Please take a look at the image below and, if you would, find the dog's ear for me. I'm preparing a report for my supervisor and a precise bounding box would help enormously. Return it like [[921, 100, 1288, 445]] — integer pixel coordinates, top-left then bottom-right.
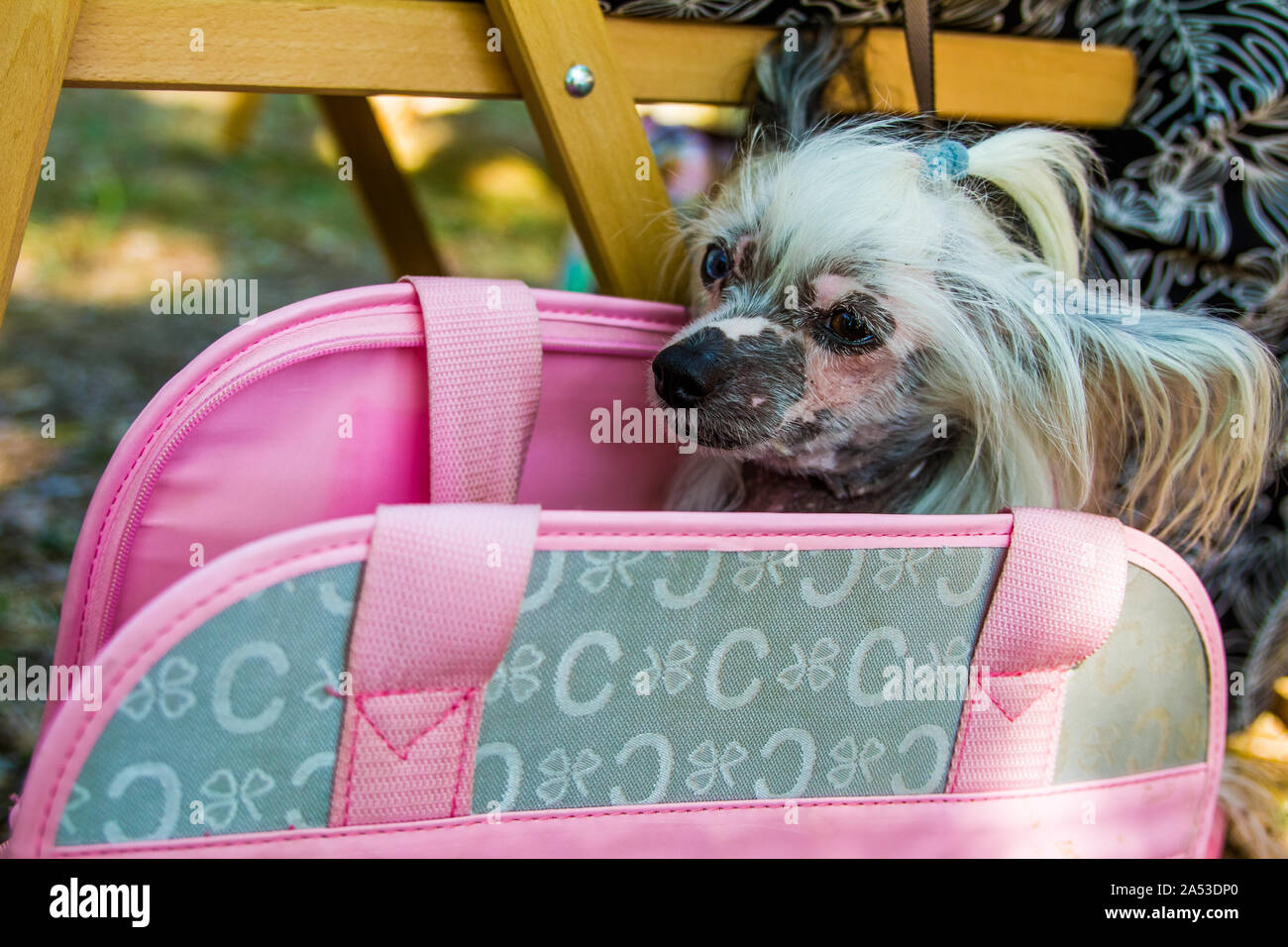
[[747, 21, 854, 147], [1070, 309, 1283, 558]]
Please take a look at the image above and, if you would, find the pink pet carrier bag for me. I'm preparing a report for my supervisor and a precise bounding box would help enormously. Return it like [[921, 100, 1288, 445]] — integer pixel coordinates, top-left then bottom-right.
[[2, 278, 1225, 857]]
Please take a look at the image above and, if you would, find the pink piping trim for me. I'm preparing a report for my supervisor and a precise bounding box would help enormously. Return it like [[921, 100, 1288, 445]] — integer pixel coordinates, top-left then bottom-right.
[[47, 763, 1203, 858]]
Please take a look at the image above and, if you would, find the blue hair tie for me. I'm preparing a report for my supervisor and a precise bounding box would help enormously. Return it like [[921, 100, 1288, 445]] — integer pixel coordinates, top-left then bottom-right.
[[917, 138, 970, 180]]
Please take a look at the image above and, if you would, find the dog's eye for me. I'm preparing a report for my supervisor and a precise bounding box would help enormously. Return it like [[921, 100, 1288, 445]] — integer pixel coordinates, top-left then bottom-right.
[[827, 305, 877, 346], [702, 244, 729, 286]]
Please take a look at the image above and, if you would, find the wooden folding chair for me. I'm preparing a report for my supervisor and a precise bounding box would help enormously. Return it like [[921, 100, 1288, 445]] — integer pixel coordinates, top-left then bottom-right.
[[0, 0, 1134, 326]]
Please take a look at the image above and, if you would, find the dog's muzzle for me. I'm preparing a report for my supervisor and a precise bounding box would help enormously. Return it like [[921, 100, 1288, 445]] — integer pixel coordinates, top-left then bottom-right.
[[653, 329, 726, 408]]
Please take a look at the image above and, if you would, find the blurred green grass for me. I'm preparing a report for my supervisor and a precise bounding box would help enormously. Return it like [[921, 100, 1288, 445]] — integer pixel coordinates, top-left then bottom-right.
[[0, 89, 568, 839]]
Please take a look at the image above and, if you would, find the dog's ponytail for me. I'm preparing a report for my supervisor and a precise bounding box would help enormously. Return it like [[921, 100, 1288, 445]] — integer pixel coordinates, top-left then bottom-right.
[[969, 128, 1098, 277]]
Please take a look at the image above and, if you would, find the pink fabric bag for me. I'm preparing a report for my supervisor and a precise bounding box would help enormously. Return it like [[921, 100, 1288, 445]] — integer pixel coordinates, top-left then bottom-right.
[[10, 279, 1225, 857]]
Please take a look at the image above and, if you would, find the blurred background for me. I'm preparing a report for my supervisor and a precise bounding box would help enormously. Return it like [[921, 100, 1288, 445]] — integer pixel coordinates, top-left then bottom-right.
[[0, 89, 742, 840]]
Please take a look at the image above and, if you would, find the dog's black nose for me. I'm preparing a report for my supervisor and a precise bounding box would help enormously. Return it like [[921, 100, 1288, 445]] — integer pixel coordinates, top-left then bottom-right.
[[653, 336, 718, 407]]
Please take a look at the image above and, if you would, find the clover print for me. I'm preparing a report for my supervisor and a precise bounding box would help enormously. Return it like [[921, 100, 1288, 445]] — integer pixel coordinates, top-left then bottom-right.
[[201, 768, 277, 832], [641, 638, 698, 697], [778, 638, 841, 690], [537, 749, 604, 802], [827, 737, 885, 789], [733, 550, 786, 591], [577, 552, 648, 595], [872, 549, 935, 591], [121, 655, 197, 721], [686, 740, 747, 796], [483, 644, 546, 703]]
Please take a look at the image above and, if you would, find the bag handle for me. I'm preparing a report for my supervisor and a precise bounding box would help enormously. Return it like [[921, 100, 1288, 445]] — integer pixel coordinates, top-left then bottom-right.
[[903, 0, 935, 116], [400, 275, 541, 504], [944, 507, 1127, 792], [329, 504, 540, 826]]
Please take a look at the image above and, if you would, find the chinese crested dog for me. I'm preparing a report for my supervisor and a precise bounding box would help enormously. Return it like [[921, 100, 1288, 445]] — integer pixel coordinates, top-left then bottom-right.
[[652, 27, 1288, 856], [652, 29, 1279, 554]]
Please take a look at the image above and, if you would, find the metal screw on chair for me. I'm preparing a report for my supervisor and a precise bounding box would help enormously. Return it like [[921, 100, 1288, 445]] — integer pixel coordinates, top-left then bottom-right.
[[564, 63, 595, 99]]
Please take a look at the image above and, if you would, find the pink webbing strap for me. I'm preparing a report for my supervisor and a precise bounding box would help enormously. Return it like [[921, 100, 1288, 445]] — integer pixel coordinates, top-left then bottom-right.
[[330, 504, 540, 826], [945, 509, 1127, 792], [403, 275, 541, 502]]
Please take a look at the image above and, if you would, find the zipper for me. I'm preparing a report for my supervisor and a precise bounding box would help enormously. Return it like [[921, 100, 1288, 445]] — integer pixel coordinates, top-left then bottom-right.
[[86, 334, 422, 663], [77, 312, 665, 664]]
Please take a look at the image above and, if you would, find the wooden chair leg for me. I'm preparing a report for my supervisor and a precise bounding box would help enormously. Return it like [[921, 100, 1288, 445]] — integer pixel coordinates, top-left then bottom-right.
[[480, 0, 683, 299], [317, 95, 443, 277], [0, 0, 81, 332], [219, 91, 265, 154]]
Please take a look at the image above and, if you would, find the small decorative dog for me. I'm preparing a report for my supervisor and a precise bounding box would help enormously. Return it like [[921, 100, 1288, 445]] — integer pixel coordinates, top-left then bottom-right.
[[652, 31, 1280, 554]]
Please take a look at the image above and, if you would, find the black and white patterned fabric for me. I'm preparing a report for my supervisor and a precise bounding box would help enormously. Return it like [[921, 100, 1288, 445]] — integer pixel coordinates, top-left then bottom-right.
[[600, 0, 1288, 666]]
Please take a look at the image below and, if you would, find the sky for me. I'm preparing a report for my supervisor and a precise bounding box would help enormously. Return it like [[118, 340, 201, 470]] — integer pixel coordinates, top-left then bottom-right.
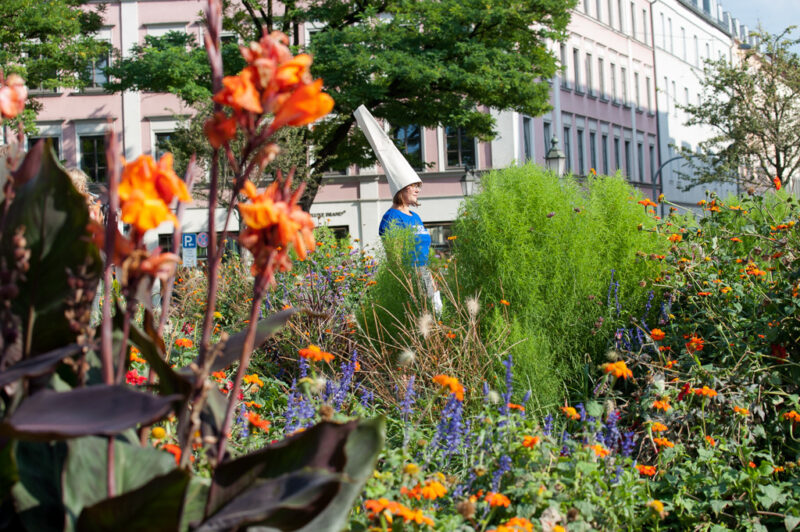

---------------

* DIRECTIONS FOR THIS TASK:
Copy these lines word for word, leaving out the pictures.

* EXERCISE ANSWER:
Please take a look at the image below and, if you would, find the dog's ear for me. I'm preparing a report for my supervisor and a precise bounding box would help enormously. Return it like [[921, 100, 1288, 445]] — integer pixel coordinates, top-left then bottom-right.
[[747, 21, 854, 147], [1070, 309, 1283, 558]]
Please take a look at the image above and, if you would, find the pink pet carrier bag for me. I'm preparing a report for my supervisor and a precise bounding box would help enormously. Return it like [[921, 100, 1288, 445]] — integer pixel coordinates, top-left then bottom-right.
[[2, 278, 1225, 857]]
Please take a look at the image above and, if you would, find the pink piping trim for me. I'm preparing a report for my supervisor and a precise bounding box would help enormously. Return it like [[921, 100, 1288, 445]] — integer pixel coordinates, top-left then bottom-right.
[[47, 763, 1203, 858]]
Please take a look at the image above and, if you would, find the blue hair tie for me. I'm preparing a report for my supervisor and a precise bounding box would help enormously. Return it like [[921, 100, 1288, 445]] — integer pixel coordinates, top-left then bottom-right.
[[917, 138, 970, 180]]
Please take a look at the image above and, if you would, find the dog's eye for me. I'm preparing a report for my supervisor and a precise bounding box would help enormously. Return it like [[921, 100, 1288, 445]] — integer pixel coordinates, top-left then bottom-right.
[[827, 305, 877, 346], [702, 244, 729, 286]]
Please take a look at the image above and, if you would, find the wooden folding chair for me. I'm preparing a report for my supervisor and a precise bounding box would help enormously. Return it like [[921, 100, 1288, 445]] — integer pixel coordinates, top-left then bottom-right.
[[0, 0, 1134, 326]]
Please take a look at the image above and, if you would, find the dog's muzzle for me. I'm preparing a report for my supervisor and a precise bounding box would help enormously. Return it like [[921, 100, 1288, 445]] — integer pixel coordinates, top-left then bottom-right.
[[653, 329, 726, 408]]
Please take a look at the image above and, if you would, find the blurred green grass for me. I'm preparing a report for my supervisor and a precise bounding box would help enormously. Return it like [[921, 100, 1288, 445]] — integer pixel coordinates, top-left then bottom-right.
[[0, 89, 568, 839]]
Please take a look at the image above and, if you would, find the dog's ponytail for me. I'm preparing a report for my supervisor and a precise bounding box would help enormously. Return it like [[921, 100, 1288, 445]] — integer pixel coordinates, top-left then bottom-right.
[[969, 128, 1098, 277]]
Please take a look at the image above and, if you would, find the pink fabric bag for me. I'm preparing a report for my supervisor and a precise bounding box would help enormously. Return it like [[921, 100, 1288, 445]] — integer pixel coordinates, top-left then bottom-right.
[[10, 279, 1225, 857]]
Please take a look at the image above and, if you would, find the blurred background for me. I'm preparing a report for my supervisor and a precise bounding box would help enormously. Return it like [[921, 100, 1288, 445]] — integer pixel coordinates, top-left then bottom-right.
[[0, 89, 742, 840]]
Please take a look at the image above and, if you would, find the dog's black nose for me. I'm preparing a report for my supervisor and a precise bounding box would help enormously. Return it like [[921, 100, 1288, 445]] — integer pixel coordinates, top-left then bottom-right.
[[653, 336, 718, 407]]
Please take a look at the image above and, if you would, find the clover print for me. I'm preparing a report for my supervisor and a precise bounding box would help enormously. Return it like [[921, 100, 1288, 445]] — integer pixel coordinates, top-left then bottom-right.
[[201, 768, 277, 832], [641, 638, 698, 697], [778, 638, 841, 690], [537, 749, 604, 802], [827, 737, 885, 789], [733, 550, 786, 591], [577, 552, 648, 595], [872, 549, 935, 591], [121, 655, 197, 721], [686, 740, 747, 796], [483, 644, 546, 703]]
Please take a look at the image above and, if you would, find the bag handle for me. I'm preparing a report for my supervisor and a precise bounding box would help enormously. Return it like [[921, 100, 1288, 445]] — integer pixel coordinates, top-left then bottom-right.
[[903, 0, 935, 116], [400, 275, 541, 504], [944, 507, 1127, 792], [329, 504, 540, 826]]
Please take a look at the image above and, if you would, find the chinese crested dog for me. I'm preparing a report for my supervisor and a precise bounding box would help enormously. Return it like [[921, 100, 1288, 445]] — integer pixel coordinates, top-left then bottom-right.
[[652, 27, 1288, 856], [652, 29, 1279, 554]]
Please take a look at the image above and, if you would, find the metal screw on chair for me. I'm preparing a report for my supervisor and a precise bounding box would help enormously. Return it like [[921, 100, 1288, 445]] — integer pixel coordinates, top-left then bottom-right.
[[564, 63, 595, 99]]
Please take a look at the image above and, if you would, find the pink webbing strap for me. I'm preparing a report for my supervisor and a precise bounding box would help enormously. Return it like [[921, 100, 1288, 445]] — integer pixel coordinates, top-left then bottom-right.
[[330, 504, 540, 826], [945, 509, 1127, 792], [403, 275, 541, 502]]
Please take a look at the image above and, if you would, find the zipper for me. I'm preparing a report for my supervisor and a precise bounding box would help enormously. Return it like [[921, 100, 1288, 445]] — integer pixel coordinates, top-left then bottom-right.
[[86, 334, 422, 663], [77, 312, 665, 664]]
Please take a look at the image above and, if you would, find the wooden chair leg for me. I'm preparing a report for my supervisor and a precise bounding box would help enormously. Return it like [[921, 100, 1288, 445]] — integer pixel coordinates, top-left then bottom-right.
[[480, 0, 683, 299], [317, 95, 443, 277], [0, 0, 81, 332], [219, 91, 265, 154]]
Please take a look at the image above and, if you would, find the small decorative dog for me. I'm preparing a report for my supervisor and a precise bounding box would help enormously. Return it like [[921, 100, 1288, 445]] — integer pixel coordinates, top-left then bottom-right.
[[652, 31, 1280, 554]]
Please take a look at the image above and, if you would, find the black and white patterned fabric for me. I'm preparing a report for my supervisor and a precise bounding box would help enormously. Return it like [[921, 100, 1288, 445]] — integer pixel coordinates, top-left then bottom-right.
[[600, 0, 1288, 666]]
Please take a look at the image below and, if you would, find the sky for me. I'm preparing a report for my supervisor and a precise bounding box would help enormously. Return it like [[118, 340, 201, 470]] — integer pixel coordinates, top-left then bottom-right.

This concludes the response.